- PROBLEM 1:
Using the commentary on John 6, decide whether each statement agrees with the text: (a) Simon Peter is the one who answers when Jesus asks the Twelve whether they also want to go away; (b) the commentary says there are three types of disciples; (c) Judas is identified as the son of Simon Iscariot. For each, answer yes or no and quote the deciding words.
- PROBLEM 2:
From the commentary on John 6, copy word for word the passage from "As we come to" to "walk with Him.".

- PAGE EXTRACT:
•••••

John 6:66-71: After this many of his disciples turned back and no longer walked with him. 67 So Jesus said to the Twelve, “Do you want to go away as well?” 68 Simon Peter answered him, “Lord, to whom shall we go? You have the words of eternal life, 69 and we have believed, and have come to know, that you are the Holy One of God.” 70 Jesus answered them, “Did I not choose you, the Twelve? And yet one of you is a devil.” 71 He spoke of Judas the son of Simon Iscariot, for he, one of the Twelve, was going to betray him.
As we come to the close of yet another magnificent chapter of this wonderful gospel account by the apostle John, we immediately come face-to-face with what we were maintaining in our comments directly before this portion of our exposition, which is the fact that there are, concerning Christianity, two types of disciples, and that the first type we spoke of – the one who has difficultly with and takes offense at some, or any, of the teachings and sayings of our Lord – will invariably turn back and no longer walk with Him.
The same apostle who wrote this gospel puts this fact in clear words of no ambiguity in his first epistle to the churches in Asia Minor:
1 John 2:18-19: Children, it is the last hour, and as you have heard that antichrist is coming, so now many antichrists have come. Therefore we know that it is the last hour. 19 They went out from us, but they were not of us; for if they had been of us, they would have continued with us. But they went out, that it might become plain that they all are not of us.

•••••

- RECORDS SHOWN:
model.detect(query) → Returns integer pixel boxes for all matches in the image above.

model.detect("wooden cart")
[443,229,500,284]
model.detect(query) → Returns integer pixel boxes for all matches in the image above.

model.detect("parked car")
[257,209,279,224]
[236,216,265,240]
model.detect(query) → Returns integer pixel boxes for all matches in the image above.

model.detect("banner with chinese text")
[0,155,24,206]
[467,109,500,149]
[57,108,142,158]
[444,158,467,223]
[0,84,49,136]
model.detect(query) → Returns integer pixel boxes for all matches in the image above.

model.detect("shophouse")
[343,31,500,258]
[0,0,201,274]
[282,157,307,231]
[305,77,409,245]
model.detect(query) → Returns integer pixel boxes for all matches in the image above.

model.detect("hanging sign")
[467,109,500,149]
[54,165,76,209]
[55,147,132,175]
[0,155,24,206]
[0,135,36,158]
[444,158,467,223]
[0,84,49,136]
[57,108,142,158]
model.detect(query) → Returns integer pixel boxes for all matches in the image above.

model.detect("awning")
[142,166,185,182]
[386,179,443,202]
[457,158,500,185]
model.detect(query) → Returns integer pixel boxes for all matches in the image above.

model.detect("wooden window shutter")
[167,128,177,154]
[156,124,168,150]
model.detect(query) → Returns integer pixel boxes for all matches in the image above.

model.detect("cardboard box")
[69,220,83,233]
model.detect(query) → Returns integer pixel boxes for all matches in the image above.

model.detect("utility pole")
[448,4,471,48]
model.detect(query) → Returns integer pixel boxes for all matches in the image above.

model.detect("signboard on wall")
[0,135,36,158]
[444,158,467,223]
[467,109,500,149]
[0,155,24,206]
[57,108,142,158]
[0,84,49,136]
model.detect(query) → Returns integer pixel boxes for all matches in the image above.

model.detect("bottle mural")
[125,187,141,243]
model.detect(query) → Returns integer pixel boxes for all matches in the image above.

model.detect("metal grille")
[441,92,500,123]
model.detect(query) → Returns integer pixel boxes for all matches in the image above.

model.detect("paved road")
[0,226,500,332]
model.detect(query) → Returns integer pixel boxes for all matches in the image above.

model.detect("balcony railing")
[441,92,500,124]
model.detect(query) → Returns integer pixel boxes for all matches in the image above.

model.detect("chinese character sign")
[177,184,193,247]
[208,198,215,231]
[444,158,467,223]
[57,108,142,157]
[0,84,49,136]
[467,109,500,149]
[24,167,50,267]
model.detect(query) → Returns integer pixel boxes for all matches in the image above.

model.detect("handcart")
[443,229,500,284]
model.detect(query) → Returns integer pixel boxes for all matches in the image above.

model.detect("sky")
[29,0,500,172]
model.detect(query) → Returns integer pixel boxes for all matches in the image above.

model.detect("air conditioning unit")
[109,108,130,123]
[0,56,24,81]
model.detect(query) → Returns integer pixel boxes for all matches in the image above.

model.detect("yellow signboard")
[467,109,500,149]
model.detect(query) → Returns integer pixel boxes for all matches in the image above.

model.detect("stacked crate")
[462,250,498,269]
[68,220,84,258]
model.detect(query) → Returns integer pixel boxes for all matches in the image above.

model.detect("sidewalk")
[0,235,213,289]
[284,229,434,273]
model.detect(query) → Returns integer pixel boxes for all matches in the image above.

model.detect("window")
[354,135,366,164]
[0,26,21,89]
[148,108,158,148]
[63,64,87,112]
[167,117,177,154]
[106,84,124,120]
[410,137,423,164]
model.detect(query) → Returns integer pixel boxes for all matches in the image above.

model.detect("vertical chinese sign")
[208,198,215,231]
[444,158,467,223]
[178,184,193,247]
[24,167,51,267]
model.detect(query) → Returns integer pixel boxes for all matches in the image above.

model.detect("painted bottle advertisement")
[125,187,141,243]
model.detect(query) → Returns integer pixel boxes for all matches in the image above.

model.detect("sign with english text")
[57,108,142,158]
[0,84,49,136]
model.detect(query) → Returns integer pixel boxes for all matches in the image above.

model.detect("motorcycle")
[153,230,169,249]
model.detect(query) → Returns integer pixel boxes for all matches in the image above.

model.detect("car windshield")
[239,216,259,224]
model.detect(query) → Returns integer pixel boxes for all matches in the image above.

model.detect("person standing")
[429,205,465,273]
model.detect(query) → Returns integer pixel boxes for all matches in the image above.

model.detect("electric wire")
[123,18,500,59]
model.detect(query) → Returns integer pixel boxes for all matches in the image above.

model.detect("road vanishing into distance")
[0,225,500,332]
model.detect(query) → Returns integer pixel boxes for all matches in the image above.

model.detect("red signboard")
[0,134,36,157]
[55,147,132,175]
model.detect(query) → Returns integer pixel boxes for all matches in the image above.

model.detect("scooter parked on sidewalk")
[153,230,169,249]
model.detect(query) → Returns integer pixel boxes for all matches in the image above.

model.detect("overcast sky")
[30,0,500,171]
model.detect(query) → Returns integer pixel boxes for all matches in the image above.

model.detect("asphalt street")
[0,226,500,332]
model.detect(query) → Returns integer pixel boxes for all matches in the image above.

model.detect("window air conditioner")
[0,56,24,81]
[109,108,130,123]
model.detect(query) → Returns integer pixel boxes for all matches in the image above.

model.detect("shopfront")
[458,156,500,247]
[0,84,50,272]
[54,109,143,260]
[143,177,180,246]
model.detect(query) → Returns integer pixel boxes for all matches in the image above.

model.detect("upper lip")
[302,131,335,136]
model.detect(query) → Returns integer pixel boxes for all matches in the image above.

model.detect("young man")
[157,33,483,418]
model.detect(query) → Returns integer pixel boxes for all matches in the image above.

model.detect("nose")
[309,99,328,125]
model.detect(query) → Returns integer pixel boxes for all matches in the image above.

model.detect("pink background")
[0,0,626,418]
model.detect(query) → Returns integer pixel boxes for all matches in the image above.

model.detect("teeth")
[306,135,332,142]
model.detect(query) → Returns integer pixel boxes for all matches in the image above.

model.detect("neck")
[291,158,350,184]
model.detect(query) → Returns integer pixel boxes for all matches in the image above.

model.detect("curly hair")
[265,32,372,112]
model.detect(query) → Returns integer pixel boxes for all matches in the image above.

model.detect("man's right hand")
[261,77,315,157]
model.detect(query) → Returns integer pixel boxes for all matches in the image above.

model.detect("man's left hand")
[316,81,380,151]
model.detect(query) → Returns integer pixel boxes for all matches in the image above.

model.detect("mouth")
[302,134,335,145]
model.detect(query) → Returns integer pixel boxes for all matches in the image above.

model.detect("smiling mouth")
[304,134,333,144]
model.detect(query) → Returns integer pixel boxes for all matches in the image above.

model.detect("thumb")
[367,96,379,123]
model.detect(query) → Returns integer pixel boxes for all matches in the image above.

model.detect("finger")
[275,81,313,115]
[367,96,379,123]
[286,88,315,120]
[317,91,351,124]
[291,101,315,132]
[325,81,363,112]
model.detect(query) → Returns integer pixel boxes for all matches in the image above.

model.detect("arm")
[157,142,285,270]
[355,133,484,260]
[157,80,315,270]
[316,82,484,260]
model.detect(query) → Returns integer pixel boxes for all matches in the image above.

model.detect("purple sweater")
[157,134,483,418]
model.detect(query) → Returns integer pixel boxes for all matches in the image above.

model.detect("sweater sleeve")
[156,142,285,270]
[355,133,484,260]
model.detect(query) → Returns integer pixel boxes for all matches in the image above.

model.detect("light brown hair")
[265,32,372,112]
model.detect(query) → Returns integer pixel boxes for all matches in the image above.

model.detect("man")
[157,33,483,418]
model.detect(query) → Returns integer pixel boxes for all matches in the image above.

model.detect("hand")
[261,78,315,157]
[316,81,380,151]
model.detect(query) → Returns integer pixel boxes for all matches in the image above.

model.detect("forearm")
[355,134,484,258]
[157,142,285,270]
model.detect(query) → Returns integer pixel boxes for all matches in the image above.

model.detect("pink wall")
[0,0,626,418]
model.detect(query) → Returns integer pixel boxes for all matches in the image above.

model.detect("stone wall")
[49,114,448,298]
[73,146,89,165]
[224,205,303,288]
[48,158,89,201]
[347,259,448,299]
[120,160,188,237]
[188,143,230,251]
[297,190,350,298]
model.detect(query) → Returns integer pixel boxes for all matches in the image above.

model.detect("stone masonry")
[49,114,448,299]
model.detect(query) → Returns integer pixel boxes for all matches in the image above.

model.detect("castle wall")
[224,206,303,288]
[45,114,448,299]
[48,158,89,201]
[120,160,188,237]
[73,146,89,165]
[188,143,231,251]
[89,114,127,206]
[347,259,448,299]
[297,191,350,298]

•••••

- TASK ANSWER 1:
(a) Yes: "Simon Peter answered him"
(b) No: "two types of disciples"
(c) Yes: "Judas the son of Simon Iscariot"

- TASK ANSWER 2:
As we come to the close of yet another magnificent chapter of this wonderful gospel account by the apostle John, we immediately come face-to-face with what we were maintaining in our comments directly before this portion of our exposition, which is the fact that there are, concerning Christianity, two types of disciples, and that the first type we spoke of – the one who has difficultly with and takes offense at some, or any, of the teachings and sayings of our Lord – will invariably turn back and no longer walk with Him.